How many lines in the records below contain "purple"? Reply with the number only.

● ● ● ●

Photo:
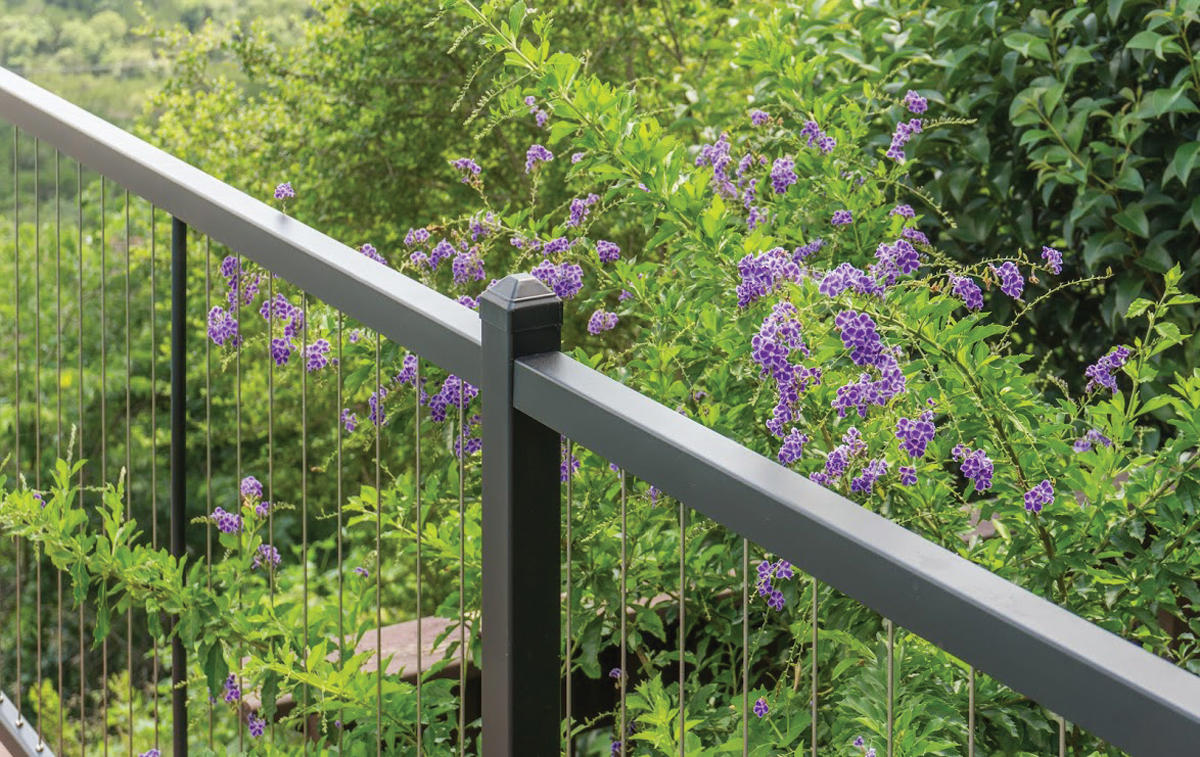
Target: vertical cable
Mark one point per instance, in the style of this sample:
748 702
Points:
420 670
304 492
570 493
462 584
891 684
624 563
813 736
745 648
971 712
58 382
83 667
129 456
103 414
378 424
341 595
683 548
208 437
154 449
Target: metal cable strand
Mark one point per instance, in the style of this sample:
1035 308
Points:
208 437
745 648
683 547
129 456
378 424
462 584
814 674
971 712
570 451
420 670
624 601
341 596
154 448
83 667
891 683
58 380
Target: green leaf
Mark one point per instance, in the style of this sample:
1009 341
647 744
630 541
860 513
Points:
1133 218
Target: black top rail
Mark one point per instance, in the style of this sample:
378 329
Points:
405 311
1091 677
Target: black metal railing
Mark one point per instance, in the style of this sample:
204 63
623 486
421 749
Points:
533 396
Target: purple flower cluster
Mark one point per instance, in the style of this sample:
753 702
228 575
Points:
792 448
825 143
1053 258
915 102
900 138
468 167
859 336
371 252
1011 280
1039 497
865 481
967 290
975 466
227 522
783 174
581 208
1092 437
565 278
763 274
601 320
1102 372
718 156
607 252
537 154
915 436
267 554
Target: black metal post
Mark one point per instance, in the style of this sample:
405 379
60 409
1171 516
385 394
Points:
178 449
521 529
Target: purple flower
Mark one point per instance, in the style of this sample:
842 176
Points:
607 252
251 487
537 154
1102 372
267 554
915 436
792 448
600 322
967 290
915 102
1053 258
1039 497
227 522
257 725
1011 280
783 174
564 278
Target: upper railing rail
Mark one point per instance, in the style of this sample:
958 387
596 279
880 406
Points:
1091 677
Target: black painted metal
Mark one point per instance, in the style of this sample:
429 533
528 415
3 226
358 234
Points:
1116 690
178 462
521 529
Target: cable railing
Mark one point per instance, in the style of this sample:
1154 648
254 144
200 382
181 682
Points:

● ● ● ●

§ **EXERCISE RESULT**:
2